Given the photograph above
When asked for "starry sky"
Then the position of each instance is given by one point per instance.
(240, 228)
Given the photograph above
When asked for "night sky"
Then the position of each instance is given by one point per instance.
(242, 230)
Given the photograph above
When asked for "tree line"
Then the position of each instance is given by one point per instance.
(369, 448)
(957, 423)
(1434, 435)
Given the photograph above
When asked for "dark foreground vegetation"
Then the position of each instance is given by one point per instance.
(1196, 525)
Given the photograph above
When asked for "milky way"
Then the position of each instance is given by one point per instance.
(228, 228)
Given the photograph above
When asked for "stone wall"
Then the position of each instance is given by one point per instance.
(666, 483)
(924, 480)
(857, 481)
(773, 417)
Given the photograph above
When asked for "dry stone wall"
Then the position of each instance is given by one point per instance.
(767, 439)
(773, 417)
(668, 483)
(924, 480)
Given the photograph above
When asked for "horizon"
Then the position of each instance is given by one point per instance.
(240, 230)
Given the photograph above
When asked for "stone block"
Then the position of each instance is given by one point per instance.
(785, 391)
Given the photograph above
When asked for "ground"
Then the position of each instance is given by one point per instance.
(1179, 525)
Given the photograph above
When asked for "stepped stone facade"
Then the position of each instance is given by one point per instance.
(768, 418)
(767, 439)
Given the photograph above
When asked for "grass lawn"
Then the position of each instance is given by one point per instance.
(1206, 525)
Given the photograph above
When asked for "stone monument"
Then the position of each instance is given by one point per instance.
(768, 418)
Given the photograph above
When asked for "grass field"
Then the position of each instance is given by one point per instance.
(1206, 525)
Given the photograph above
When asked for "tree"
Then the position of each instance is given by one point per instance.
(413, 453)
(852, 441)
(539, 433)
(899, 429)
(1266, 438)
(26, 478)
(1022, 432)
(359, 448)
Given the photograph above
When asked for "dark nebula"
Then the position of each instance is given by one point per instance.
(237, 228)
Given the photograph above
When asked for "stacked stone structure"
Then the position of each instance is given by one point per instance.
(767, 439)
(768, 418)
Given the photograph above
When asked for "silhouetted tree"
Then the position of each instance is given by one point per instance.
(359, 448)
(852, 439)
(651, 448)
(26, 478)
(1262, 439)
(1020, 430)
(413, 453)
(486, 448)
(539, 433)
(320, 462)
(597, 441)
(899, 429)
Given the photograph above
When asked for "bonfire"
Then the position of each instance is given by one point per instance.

^^^^^^^^^^^^^^^^

Work required: Tally the lines of the records that contain the string "wall", treating uppercase and lowercase letters as different. Give only the number.

Correct result: 2